Directive 1:
Using the discussion below, answer each question.
(a) How many lines of pins.insert are mentioned?
(b) According to the discussion, what must all pin structs in an array of pins share?
(c) Even with the PR applied, how often would people have to do the "48 insert lines" dance?
>> BEGIN Selection
Alright. I'll give it one last shot. :)

Yeah. 48 lines of pins.insert. Same story.

Well an array isn't going to construct itself when this crate doesn't support that...

But your PR does not address that either! Even with your PR applied, people in your situation still have to do the "48 insert lines" dance. Moreover, they'll have to do it per chip (i.e. the dance multiplied per the number of MCUs you have to support).

Hopefully now it is clearer why I was saying below that your patch is incomplete - because even with it applied, there are these boilerplate lines of insert that you are still doing and everybody willing to go the dynamic route has to do:

(My words earlier) But your solution still seems incomplete. For one, I bet you currently have a very large match statement... in fact - multiple large match statements - one for each MCU - that match on an integer pin number, and then - depending on what the pin number is - moving a concrete pin instance out of the pins peripheral and then into- ing it into AnyPin

The other problem with an array of pins, i.e. peripherals.pins[] is that all pin structs in that array have to have the same type.

Well that's the point of this PR, as an opt-in option. Without this PR this is flat out impossible currently.

(I'll skip that as this is not so important really and we'll just digress.)

But once you have that, I'm still thinking you should be creating your peripherals out of thin air.

Well like I said, doing this outside of the macros in this crate would be an unmaintainable nightmare. Unless you're suggesting I forego even runtime capability checking, which I would never do.
>> END Selection
Directive 2:
Report every line of the listing below that contains the word "blue", and note that case counts.
>> BEGIN Data to use
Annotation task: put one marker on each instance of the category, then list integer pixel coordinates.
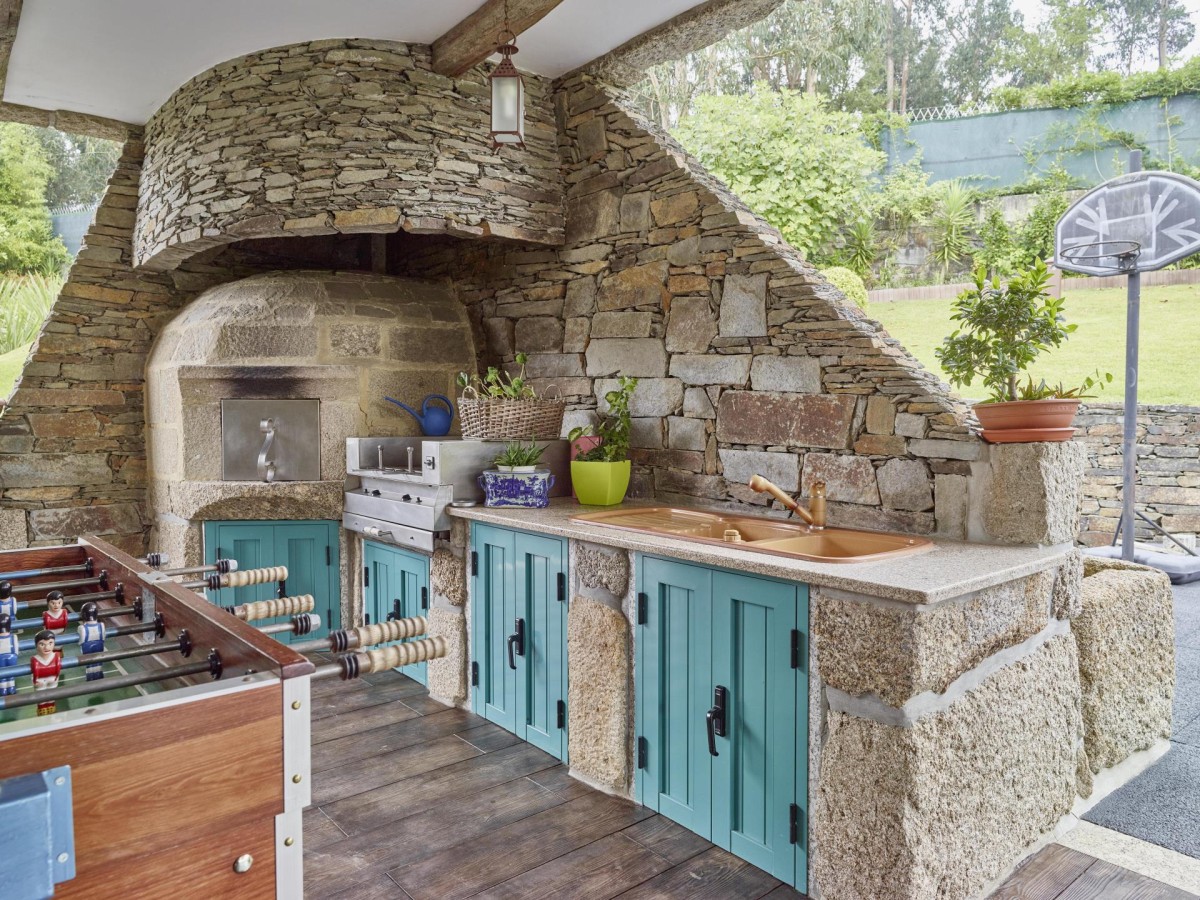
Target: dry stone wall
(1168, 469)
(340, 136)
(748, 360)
>> END Data to use
>> BEGIN Data to use
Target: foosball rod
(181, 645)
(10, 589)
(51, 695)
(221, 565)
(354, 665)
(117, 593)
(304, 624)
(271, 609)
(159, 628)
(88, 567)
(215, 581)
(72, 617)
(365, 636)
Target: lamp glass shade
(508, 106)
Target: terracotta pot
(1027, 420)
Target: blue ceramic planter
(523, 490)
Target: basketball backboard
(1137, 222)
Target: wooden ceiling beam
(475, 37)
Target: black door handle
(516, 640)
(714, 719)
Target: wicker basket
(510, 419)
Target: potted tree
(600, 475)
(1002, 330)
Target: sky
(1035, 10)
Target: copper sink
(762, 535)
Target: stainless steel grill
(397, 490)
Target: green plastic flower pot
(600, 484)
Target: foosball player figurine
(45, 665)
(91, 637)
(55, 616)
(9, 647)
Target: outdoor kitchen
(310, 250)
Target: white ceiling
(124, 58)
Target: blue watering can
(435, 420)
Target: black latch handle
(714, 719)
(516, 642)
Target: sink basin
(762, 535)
>> END Data to use
>> BEGIN Data to use
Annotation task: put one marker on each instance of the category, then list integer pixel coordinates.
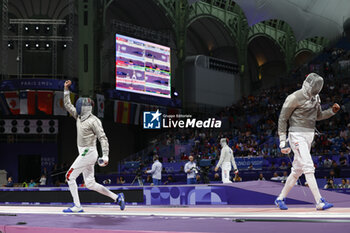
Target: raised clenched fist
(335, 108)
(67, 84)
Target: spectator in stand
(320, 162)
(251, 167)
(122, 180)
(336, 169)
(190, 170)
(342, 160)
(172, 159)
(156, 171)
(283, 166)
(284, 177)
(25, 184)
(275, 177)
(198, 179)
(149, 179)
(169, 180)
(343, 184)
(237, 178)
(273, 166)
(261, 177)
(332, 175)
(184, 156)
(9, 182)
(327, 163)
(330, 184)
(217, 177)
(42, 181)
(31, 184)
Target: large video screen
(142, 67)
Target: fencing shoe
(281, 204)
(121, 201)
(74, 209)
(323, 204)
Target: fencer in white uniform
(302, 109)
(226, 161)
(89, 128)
>> END Data to use
Written reply 1:
(a) 48
(b) The same type
(c) Once per chip, so the work is multiplied by the number of MCUs they have to support.

Written reply 2:
Target: blue ceramic planter
Target: blue watering can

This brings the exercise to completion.